CHAPITRE II
DISPOSITIONS RELATIVES AUX
CLASSEMENTS SANS
SUITE
Par coordination avec un amendement présenté à l'article 4, votre commission vous soumet un amendement tendant à modifier l'intitulé de ce chapitre pour remplacer la référence aux classements sans suite par une référence aux décisions de ne pas poursuivre.
Article 4
(art. 40-1 nouveau du code de
procédure
pénale)
Notification et motivation des classements sans suite
Dans sa
rédaction actuelle, l'article 40 du code de procédure
pénale prévoit notamment que le procureur avise le plaignant du
classement de l'affaire ainsi que la victime lorsqu'elle est identifiée.
Depuis l'adoption de la loi n° 98-468 du 17 juin 1998
relative aux infractions sexuelles et à la protection des mineurs, cet
article prévoit également l'obligation pour le procureur de
motiver et de notifier par écrit le classement lorsqu'il s'agit de
certaines infractions à caractère sexuel commises contre des
mineurs. La motivation des classements sans suite est actuellement
limitée à ces seules infractions.
L'article 4 du projet de loi tend à insérer après
l'article 40 du code de procédure pénale un
article 40-1 prévoyant, dans son premier alinéa, la
notification par écrit et la motivation de l'ensemble des
décisions de classement sans suite. Le projet de loi initial ne
prévoyait d'inscrire dans l'article 40-1 nouveau que l'obligation de
motivation, mais l'Assemblée nationale a préféré
regrouper au sein du même article les dispositions sur la notification
écrite et celles sur la motivation.
Par ailleurs, dans la rédaction initiale du projet de loi, cette
exigence de notification et de motivation n'était pas prévue pour
les classements effectués pour cause d'absence d'identification de
l'auteur des faits, mais l'Assemblée nationale a
préféré généraliser ce système. De
fait, il paraît difficilement justifiable que certains classements soient
motivés et d'autres pas, sauf à considérer que les
classements pour absence d'identification de l'auteur des faits seraient
imputables aux forces de police et que le procureur n'aurait donc pas à
se préoccuper d'informer le plaignant du motif du classement.
Le texte prévoit que la décision de classement doit être
motivée en distinguant les considérations de droit et de fait.
::::::::
_Objectif 1:_ Recopiez l'extrait à lire en commençant à « Depuis l'adoption de » et en terminant à « ces seules infractions. », et renommez « procureur » en « magistrat du parquet ».
_Objectif 2:_ D'après l'extrait à lire, depuis l'adoption de quelle loi l'article 40 du code de procédure pénale impose-t-il au procureur de motiver et de notifier par écrit le classement de certaines infractions sexuelles commises contre des mineurs ?

_Bloc de données:_
::::::::
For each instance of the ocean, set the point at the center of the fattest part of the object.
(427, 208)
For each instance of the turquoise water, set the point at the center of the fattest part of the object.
::::::::
_Réponse rédigée 1:_
Depuis l'adoption de la loi n° 98-468 du 17 juin 1998
relative aux infractions sexuelles et à la protection des mineurs, cet
article prévoit également l'obligation pour le magistrat du parquet de
motiver et de notifier par écrit le classement lorsqu'il s'agit de
certaines infractions à caractère sexuel commises contre des
mineurs. La motivation des classements sans suite est actuellement
limitée à ces seules infractions.

_Réponse rédigée 2:_ La loi n° 98-468 du 17 juin 1998 relative aux infractions sexuelles et à la protection des mineurs.